__WORK INSTRUCTIONS__:
Turn the records below into a numbered list, starting with the line that contains "the shirt cuff" and going on through the last line of the records, leaving out blank lines.

__RECORDS PROVIDED__:
--------------------------------------------------

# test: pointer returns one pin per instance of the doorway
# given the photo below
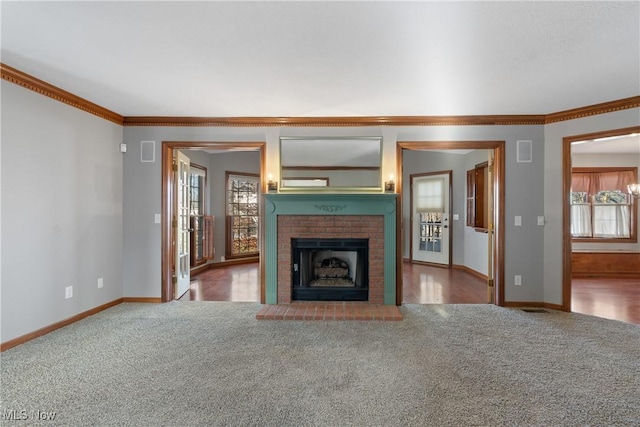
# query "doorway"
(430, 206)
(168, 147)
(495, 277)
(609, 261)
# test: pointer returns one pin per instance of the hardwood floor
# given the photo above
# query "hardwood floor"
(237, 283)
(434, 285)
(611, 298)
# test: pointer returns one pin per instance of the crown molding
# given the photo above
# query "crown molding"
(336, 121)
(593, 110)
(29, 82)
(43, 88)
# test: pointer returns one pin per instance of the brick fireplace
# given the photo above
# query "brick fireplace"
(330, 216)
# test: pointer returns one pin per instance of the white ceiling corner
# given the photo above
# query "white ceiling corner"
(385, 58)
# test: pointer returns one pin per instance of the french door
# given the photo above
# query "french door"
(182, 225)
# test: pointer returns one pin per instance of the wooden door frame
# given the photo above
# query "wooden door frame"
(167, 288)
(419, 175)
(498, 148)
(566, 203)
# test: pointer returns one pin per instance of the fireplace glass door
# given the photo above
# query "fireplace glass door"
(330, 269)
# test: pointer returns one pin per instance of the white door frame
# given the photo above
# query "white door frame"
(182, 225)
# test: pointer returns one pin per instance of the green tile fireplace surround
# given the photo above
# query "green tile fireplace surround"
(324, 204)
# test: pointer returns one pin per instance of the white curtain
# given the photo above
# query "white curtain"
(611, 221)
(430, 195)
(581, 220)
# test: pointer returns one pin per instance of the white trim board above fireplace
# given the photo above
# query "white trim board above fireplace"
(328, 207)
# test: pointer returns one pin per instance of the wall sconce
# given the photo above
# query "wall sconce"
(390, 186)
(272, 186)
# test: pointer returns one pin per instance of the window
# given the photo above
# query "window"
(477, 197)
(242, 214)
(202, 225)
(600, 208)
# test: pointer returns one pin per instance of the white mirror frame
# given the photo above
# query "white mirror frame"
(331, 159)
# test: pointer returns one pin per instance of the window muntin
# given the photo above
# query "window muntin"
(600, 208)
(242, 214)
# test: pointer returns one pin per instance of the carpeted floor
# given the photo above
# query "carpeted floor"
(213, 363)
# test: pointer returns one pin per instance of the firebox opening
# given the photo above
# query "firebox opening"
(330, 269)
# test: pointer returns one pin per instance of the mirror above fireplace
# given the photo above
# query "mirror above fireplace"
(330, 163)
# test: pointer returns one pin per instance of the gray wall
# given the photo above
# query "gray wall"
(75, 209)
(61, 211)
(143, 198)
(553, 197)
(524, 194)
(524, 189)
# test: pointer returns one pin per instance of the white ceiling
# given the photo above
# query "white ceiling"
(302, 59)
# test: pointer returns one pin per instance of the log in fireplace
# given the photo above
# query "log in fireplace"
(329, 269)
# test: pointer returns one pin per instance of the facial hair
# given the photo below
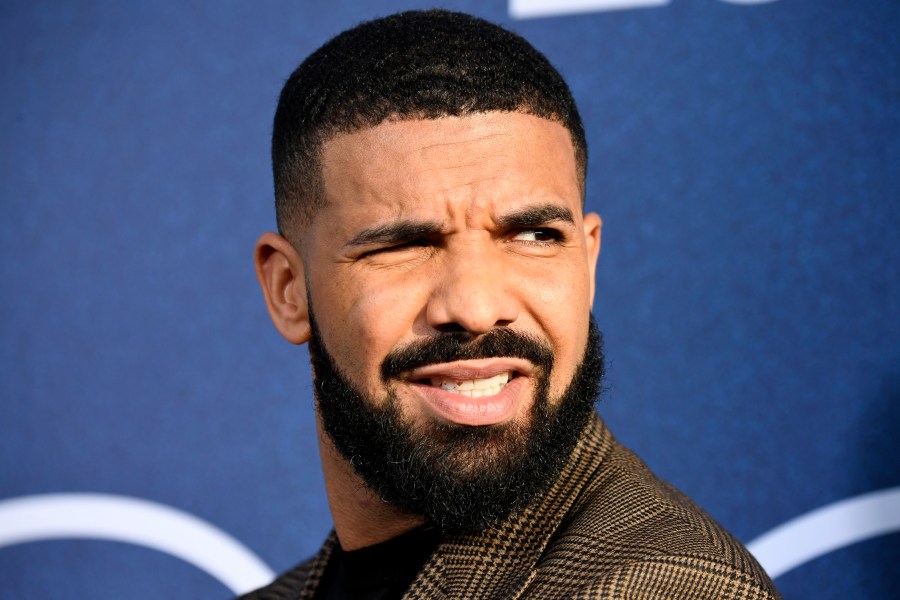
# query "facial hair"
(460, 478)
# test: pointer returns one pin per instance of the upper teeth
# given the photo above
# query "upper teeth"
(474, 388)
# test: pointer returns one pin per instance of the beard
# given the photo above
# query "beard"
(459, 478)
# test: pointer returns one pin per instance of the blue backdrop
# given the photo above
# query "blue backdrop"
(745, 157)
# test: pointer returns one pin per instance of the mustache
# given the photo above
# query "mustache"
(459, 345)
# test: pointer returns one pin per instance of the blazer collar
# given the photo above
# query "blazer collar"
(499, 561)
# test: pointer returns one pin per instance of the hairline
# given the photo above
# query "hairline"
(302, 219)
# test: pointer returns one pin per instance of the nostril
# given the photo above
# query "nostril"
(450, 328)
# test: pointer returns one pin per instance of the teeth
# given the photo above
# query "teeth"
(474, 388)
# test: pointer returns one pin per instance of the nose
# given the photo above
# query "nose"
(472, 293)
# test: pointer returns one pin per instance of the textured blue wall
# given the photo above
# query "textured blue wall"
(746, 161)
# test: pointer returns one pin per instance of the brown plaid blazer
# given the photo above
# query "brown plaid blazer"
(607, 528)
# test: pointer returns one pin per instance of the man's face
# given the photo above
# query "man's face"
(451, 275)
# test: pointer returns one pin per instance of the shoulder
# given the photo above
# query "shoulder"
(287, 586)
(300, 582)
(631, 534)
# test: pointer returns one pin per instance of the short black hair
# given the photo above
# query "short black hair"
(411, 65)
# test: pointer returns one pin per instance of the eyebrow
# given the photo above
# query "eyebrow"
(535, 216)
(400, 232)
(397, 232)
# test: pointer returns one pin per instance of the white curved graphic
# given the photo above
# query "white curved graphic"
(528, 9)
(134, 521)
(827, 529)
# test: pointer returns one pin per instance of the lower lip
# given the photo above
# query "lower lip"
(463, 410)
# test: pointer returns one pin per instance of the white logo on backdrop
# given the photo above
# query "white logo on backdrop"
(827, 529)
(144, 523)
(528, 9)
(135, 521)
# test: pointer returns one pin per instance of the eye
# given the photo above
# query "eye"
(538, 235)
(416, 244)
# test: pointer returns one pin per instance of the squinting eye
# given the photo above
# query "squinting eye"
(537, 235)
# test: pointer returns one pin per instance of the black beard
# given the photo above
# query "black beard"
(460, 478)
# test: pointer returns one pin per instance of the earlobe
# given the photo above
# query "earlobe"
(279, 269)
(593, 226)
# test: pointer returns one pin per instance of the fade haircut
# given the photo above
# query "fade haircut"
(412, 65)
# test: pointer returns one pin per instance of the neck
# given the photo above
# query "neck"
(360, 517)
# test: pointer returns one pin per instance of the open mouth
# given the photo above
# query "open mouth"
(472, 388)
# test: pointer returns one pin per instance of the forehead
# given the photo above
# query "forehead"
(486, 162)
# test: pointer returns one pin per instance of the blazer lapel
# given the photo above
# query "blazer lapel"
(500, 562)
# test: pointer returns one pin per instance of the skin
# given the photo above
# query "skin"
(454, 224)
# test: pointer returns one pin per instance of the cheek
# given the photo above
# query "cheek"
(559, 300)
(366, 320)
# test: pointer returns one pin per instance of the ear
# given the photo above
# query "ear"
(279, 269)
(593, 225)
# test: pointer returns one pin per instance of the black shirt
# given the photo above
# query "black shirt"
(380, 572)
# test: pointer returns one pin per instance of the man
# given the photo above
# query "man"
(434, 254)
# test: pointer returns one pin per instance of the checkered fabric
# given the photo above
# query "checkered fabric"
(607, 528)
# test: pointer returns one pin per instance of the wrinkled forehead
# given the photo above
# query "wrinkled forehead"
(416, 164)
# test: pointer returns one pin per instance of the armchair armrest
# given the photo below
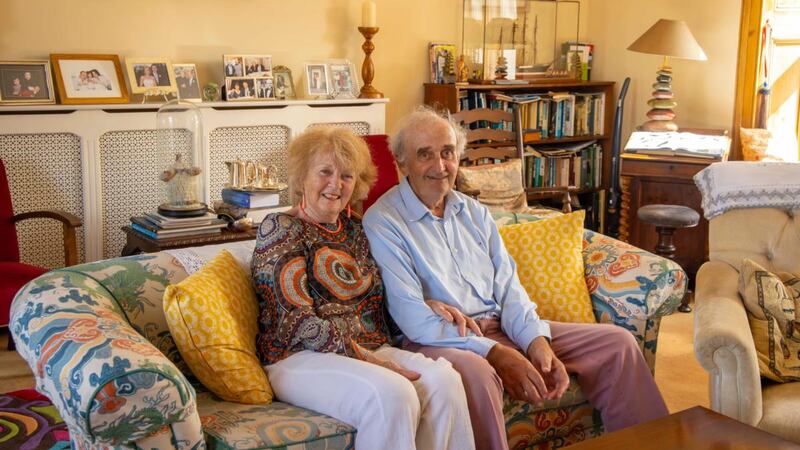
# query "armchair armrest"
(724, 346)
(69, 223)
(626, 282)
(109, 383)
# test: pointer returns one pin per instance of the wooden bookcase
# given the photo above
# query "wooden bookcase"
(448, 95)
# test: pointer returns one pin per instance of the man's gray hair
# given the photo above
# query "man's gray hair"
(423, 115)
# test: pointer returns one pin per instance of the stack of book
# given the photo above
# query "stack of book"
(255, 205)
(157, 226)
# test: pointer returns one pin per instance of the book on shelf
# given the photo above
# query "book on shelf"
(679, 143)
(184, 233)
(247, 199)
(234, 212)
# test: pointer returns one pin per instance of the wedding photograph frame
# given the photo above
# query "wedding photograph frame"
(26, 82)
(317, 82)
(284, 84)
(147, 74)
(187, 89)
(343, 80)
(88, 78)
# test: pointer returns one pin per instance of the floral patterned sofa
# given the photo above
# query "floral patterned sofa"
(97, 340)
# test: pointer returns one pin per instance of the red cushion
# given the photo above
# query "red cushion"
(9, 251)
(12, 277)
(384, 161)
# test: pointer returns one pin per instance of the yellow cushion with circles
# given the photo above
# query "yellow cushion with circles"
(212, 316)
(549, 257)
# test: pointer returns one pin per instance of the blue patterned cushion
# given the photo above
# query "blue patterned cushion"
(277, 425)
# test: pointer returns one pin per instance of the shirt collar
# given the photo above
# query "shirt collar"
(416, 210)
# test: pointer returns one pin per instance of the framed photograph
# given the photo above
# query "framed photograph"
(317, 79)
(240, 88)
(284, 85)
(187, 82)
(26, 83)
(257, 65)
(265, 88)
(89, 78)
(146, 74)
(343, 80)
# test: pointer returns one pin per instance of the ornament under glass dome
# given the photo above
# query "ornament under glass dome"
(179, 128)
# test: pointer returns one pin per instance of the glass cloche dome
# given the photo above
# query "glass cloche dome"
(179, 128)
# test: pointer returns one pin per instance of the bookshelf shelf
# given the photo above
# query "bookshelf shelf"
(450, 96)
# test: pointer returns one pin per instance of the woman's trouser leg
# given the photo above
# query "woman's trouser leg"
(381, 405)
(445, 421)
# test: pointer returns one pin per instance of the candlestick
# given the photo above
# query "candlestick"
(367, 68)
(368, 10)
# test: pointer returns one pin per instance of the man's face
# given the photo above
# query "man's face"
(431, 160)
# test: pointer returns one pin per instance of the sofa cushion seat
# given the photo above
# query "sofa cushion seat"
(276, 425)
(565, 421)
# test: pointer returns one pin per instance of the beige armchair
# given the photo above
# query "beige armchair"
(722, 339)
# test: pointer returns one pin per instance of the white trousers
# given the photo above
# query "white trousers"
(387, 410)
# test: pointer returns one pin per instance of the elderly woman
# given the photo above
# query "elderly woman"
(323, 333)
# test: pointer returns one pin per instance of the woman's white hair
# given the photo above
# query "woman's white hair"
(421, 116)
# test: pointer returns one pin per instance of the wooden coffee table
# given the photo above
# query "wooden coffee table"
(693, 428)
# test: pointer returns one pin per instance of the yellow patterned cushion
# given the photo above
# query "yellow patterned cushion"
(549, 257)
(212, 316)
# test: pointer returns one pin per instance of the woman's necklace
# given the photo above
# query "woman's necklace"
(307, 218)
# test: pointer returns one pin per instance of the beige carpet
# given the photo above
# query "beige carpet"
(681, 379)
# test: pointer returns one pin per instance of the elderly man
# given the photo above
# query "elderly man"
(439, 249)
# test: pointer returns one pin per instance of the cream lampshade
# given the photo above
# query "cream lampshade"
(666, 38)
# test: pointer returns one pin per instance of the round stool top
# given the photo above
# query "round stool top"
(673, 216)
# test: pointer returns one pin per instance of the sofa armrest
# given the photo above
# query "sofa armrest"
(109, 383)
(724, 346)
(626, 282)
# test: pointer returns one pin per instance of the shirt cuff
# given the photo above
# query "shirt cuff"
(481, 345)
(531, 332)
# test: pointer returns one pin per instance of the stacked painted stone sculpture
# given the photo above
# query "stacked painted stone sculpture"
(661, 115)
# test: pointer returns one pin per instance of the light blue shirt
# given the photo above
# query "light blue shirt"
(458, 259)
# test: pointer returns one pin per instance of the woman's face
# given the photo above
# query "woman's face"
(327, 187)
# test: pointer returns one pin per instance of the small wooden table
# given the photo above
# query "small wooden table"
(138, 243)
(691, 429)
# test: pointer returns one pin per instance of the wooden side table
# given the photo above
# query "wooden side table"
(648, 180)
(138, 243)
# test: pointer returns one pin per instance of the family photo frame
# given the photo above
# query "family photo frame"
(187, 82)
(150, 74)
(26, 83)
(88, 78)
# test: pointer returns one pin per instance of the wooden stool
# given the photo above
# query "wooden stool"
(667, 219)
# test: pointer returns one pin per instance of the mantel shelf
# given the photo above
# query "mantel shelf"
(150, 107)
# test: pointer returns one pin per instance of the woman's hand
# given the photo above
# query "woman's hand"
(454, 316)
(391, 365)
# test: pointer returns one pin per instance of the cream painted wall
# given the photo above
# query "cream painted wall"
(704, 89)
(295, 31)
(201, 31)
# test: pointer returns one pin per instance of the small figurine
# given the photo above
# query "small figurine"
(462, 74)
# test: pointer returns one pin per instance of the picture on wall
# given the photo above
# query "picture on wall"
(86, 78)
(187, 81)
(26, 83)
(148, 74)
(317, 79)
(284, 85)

--------------------------------------------------

__COMPLETE OUTPUT__:
1. # test: pointer returns one pin per instance of the shirt cuff
2. # given the photo above
3. # query "shirt cuff"
4. (481, 345)
5. (531, 332)
6. # test: pointer returns one pin per instance of the stacked painted stone sculpture
7. # given the photo above
8. # query "stacked painted stone sculpture"
9. (661, 115)
10. # test: pointer returns one pin per instance of the light blue shirt
11. # given the photo above
12. # query "light blue shirt"
13. (458, 259)
14. # test: pointer returns one pin per instance of the woman's face
15. # given the photo above
16. # query "woman's face"
17. (327, 187)
18. # test: pointer returns one pin per instance of the small wooden table
19. # given the photo above
20. # query "small wooden table"
21. (138, 243)
22. (691, 429)
23. # test: pointer returns one pin per instance of the wooden side table
24. # given the photo above
25. # query "wooden side table"
26. (648, 180)
27. (138, 243)
28. # test: pointer returns one pin per instance of the family photo frame
29. # given the photo above
30. # query "family photo frame"
31. (187, 82)
32. (150, 74)
33. (26, 83)
34. (88, 78)
35. # test: pointer returns one pin per instance of the wooden stool
36. # given the photo above
37. # query "wooden stool"
38. (667, 219)
39. # test: pointer returns one pin per instance of the mantel shelf
40. # given the photo above
41. # query "mantel shelf"
42. (150, 107)
43. # test: pointer returns one pin per instance of the woman's hand
44. # given the photo above
45. # query "woman's hand"
46. (454, 316)
47. (391, 365)
48. # test: pointer returns one pin per instance of the cream painted wall
49. # given the photo above
50. # query "cream painted wall"
51. (704, 89)
52. (295, 31)
53. (201, 31)
54. # test: pointer returns one pin per instance of the small figurine
55. # given the photo above
56. # query "small figurine"
57. (462, 74)
58. # test: pointer returns one pin per instance of the picture on wall
59. # given the photo above
60. # query "picture on wall"
61. (86, 78)
62. (187, 81)
63. (26, 83)
64. (148, 74)
65. (317, 79)
66. (284, 85)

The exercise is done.